→ Passage given:
+--

Re:I disagree with *you* (0)

Anonymous Coward | more than 4 years ago | (#29823635)

I miss your sig, but kudos for being one of the few slashdot users that I recognize by name and by the quality of the post.

Re:Not Really (2, Insightful)

goldspider (445116) | more than 4 years ago | (#29822859)

This story could have come out with an entirely different spin if the headline were simply, "Windows 7 Reduces Power Consumption by 17%."

Welcome to Slashdot!

Re:Not Really (4, Informative)

RicktheBrick (588466) | more than 4 years ago | (#29823467)

I do volunteer work for world community grid. I use to run 7 computers. I now run 4 quad computers. A quad will beat 4 computers in work done and will use less electricity than 4 computers running at comparable speeds. My electricity bill went down when running the 4 quads than it was with the 7 computers and daily contribution has more than doubled.

Re:Not Really (2, Insightful)

0100010001010011 (652467) | more than 4 years ago | (#29822871)

No, it's not surprising.

Should have implemented Grand Central [wikipedia.org] , I hear it's free and opensource. Even has the Apache license so that it allows use of the source code for the development of proprietary software.

I mean they already borrowed the TCP IP stack. [gcn.com]

Re:Not Really (1)

LO0G (606364) | more than 4 years ago | (#29823143)

Why would Microsoft implement GCD when they already have ConcRT [msdn.com] which appears to be a better (more scalable) implementation of the same functionality?

And while the NT 3.1 TCP stack was based on the BSD TCP stack, that TCP stack was replaced in Win95/NT4.

Re:Not Really (3, Informative)

gzipped_tar (1151931) | more than 4 years ago | (#29823503)

Correct me if I'm wrong, but GCD seems to be a user-space parallelism library, while TFS is talking about kernel-space task scheduling. I hate the unintended (and bad) pun but I think you were comparing apples and oranges here.

Re:Not Really (1)

gad_zuki! (70830) | more than 4 years ago | (#29822997)

>No, it's not surprising.

Im not surprised. I think we're going to find that as people start taking Win7 apart that its not too much different from Vista because Vista itself was pretty efficient to begin with. The Vista bashing was really unjustified and after you got over issues like old drivers, old hardware, and pre-SP1 UAC, you pretty much have Win7.

Something is wrong with Win7 power management (1, Insightful)

Anonymous Coward | more than 4 years ago | (#29822711)

I have an Abit IP35-Pro motherboard. I mostly run Linux but occasionally boot to Windows 7 for some games. Almost always Windows 7 will screw up my BIOS to the point that the automatic CPU fan control no longer works (requiring a hard power-off to fix).

Re:Something is wrong with Win7 power management (5, Funny)

T Murphy (1054674) | more than 4 years ago | (#29822837)

So you've got a Linux fan and not a Windows fan. Not surprising on this site.

+--

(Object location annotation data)
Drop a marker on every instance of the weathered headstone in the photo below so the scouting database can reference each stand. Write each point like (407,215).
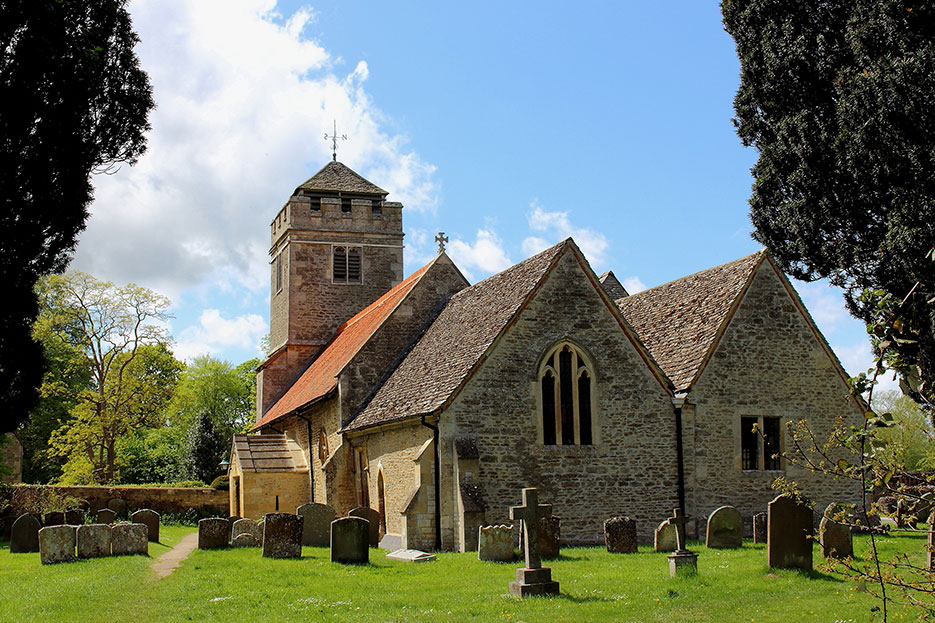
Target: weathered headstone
(56,544)
(212,533)
(129,538)
(283,536)
(316,524)
(664,537)
(93,540)
(835,537)
(725,529)
(24,536)
(150,519)
(620,535)
(371,516)
(350,538)
(74,517)
(55,518)
(495,543)
(118,506)
(534,579)
(788,544)
(759,527)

+--

→ Requests:
1. In the Slashdot comment thread, why does gzipped_tar say the comparison of Grand Central with Windows 7 is apples and oranges?
2. Can you carry on the Slashdot comment thread about Windows 7 power use from where it stops?

→ The answers:
1. Grand Central seems to be a user-space parallelism library. The story, by contrast, is about kernel-space task scheduling.

2.
Re:Something is wrong with Win7 power management (-1, Troll)

Anonymous Coward | more than 4 years ago | (#29822979)

Not surprising on this site.

Where have you been for the past couple of years?

Slashdot's a Microsoft fansite now. Criticism of Win 7 or even just mentioning MS marketing means an automatic "Troll"mod.

Re:Something is wrong with Win7 power management (0)

Anonymous Coward | more than 4 years ago | (#29823053)

Any examples?

Re:Something is wrong with Win7 power management (5, Insightful)

sunderland56 (621843) | more than 4 years ago | (#29822923)

Windows 7 (like all modern versions of Windows) does nothing with the BIOS at all - the BIOS ceases running as soon as Windows starts booting. You don't even need to *have* a BIOS to run Win7. And, if a power cycle fixes the issue, it clearly is not a BIOS problem.

If the device drivers for your motherboard have a bug - which sounds more like the cause of your issue - then that isn't a Microsoft problem at all, since they didn't write the drivers. Contact Abit for support.

Re:Something is wrong with Win7 power management (0)

Anonymous Coward | more than 4 years ago | (#29823081)

Not true. The BIOS controls the fans and such even when the OS is running.

Windows 7 does do something that makes it so the BIOS can no longer read the CPU temperature. When this happens the BIOS reported CPU temperature is stuck and always reads the same, whether it be in Windows, Linux, whatever. Until a hard power cycle. System works fine as long as I don't boot to Windows 7.

Re:Something is wrong with Win7 power management (0)

Anonymous Coward | more than 4 years ago | (#29823221)

Again, I have to agree with sunderland's post. Go get the correct drivers and update your mobo... this doesn't sound like a Windows problem, but more of a driver/firmware version problem. The OS can not reach into your firmware and change your BIOS, but your BIOS can defer to a higher level OS management if it's not working properly or if your settings tell it to do so. This is more likely your problem.

Re:Something is wrong with Win7 power management (4, Informative)

L4t3r4lu5 (1216702) | more than 4 years ago | (#29823269)

Latest ABIT BIOS resolves a lot of issues with the temperature sensor on IP35 boards. Check the ABIT forums.

And work on your Google-fu.

Re:Something is wrong with Win7 power management (4, Insightful)

DoofusOfDeath (636671) | more than 4 years ago | (#29823321)

If the device drivers for your motherboard have a bug - which sounds more like the cause of your issue - then that isn't a Microsoft problem at all, since they didn't write the drivers. Contact Abit for support.

I think that's being a little too easy on Microsoft. Getting drivers right is a shared effort of both the hardware vendor and MS. Both parties need to do their jobs right in order for the overall system to work.

Even if it is a bad driver, one might blame MS for not making Windows 7 sufficiently compatible with Vista at the device-driver-interface level. Or for building an ecosystem in which closed-source, maintainable-only-by-the-OEM drivers are the norm, etc.

I think the best we can say here is that the MS-Abit team seems to have produced a bug.

Re:Something is wrong with Win7 power management (3, Insightful)

DdJ (10790) | more than 4 years ago | (#29823391)

If the device drivers for your motherboard have a bug - which sounds more like the cause of your issue - then that isn't a Microsoft problem at all, since they didn't write the drivers. Contact Abit for support.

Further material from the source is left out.